Jim Dine a Napoli: tra arte e memoria lungo un “labirinto” di stratificazioni

Jim Dine a Napoli: tra arte e memoria lungo un “labirinto” di stratificazioni

Nelle sale di Castel Nuovo, la pietra diventa teatro del contemporaneo. Con “Elysian Fields”, aperta fino al 10 febbraio 2026, il curatore Vincenzo Trione porta a Napoli una delle mostre più meditate della stagione, dedicata a Jim Dine, maestro americano classe 1935, tra gli ultimi grandi protagonisti della stagione pop e post-espressionista. Il progetto, interamente concepito per la città, intreccia arte e memoria, luce e fragilità con un rigore che evita ogni effetto spettacolare.

«È una mostra pensata per questa città – spiega Trione – capace di restituire la sua identità stratificata, sospesa tra passato e presente».

Allestimento

L’allestimento si sviluppa come un itinerario mentale e fisico tra la Cappella Palatina, la Sala dell’Armeria e la Cappella delle Anime del Purgatorio: un percorso di ventinove sculture in gesso che sembrano emergere dal tempo stesso, tra forme bianche, corpi spezzati, teste senza volto e presenze che oscillano tra il mito e la rovina. Per il curatore «le opere di Dine dialogano con reperti antichi e sculture rinascimentali, creando un racconto che unisce realismo e archeologia, memoria e rinascita».

Il castello

In questo senso il castello, con le sue stratificazioni visibili tra pavimenti trasparenti e mura medievali, diventa parte dell’opera: «Non è una mostra ospitata, ma un lavoro che prende casa in un luogo identitario», tiene a precisare. Dine, che ha realizzato le sculture nel suo studio di San Gallo, in Svizzera, racconta la genesi del progetto con parole che uniscono intimità e mestiere: «Sono ritratti che ho inventato e sognato, provenienti dalla storia e dal mondo antico. Ci sono amici perduti, figure viste nei boschi del Vermont. Il gesso è il mio materiale preferito per il modo in cui si sente tra le mie mani». Materia porosa, luminosa, vulnerabile: in essa si condensa l’ambiguità dell’opera, sospesa tra la permanenza e la dissoluzione.

:::::

Serie di esercizi:
1. Riassumi in due frasi il testo sulla mostra di Jim Dine a Napoli.
2. Ricopia il passo del testo sulla mostra di Jim Dine a Napoli che comincia con “In questo senso” e continua fino a “e la dissoluzione.”.
L'elenco è materiale a sé stante, distinto dal testo.

Dati registrati:
:::::

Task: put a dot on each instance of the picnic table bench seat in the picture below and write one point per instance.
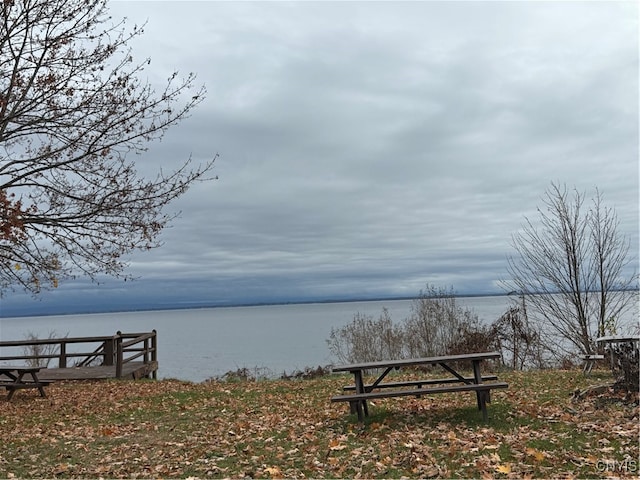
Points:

:::::

Risposte all'esercizio:
1. Al Castel Nuovo di Napoli, fino al 10 febbraio 2026, la mostra “Elysian Fields”, curata da Vincenzo Trione e concepita per la città, presenta ventinove sculture in gesso di Jim Dine tra la Cappella Palatina, la Sala dell’Armeria e la Cappella delle Anime del Purgatorio. Le opere dialogano con reperti antichi e sculture rinascimentali, e Dine, che le ha realizzate nel suo studio di San Gallo, le descrive come ritratti inventati e sognati, fatti nel gesso, il suo materiale preferito.

2.
In questo senso il castello, con le sue stratificazioni visibili tra pavimenti trasparenti e mura medievali, diventa parte dell’opera: «Non è una mostra ospitata, ma un lavoro che prende casa in un luogo identitario», tiene a precisare. Dine, che ha realizzato le sculture nel suo studio di San Gallo, in Svizzera, racconta la genesi del progetto con parole che uniscono intimità e mestiere: «Sono ritratti che ho inventato e sognato, provenienti dalla storia e dal mondo antico. Ci sono amici perduti, figure viste nei boschi del Vermont. Il gesso è il mio materiale preferito per il modo in cui si sente tra le mie mani». Materia porosa, luminosa, vulnerabile: in essa si condensa l’ambiguità dell’opera, sospesa tra la permanenza e la dissoluzione.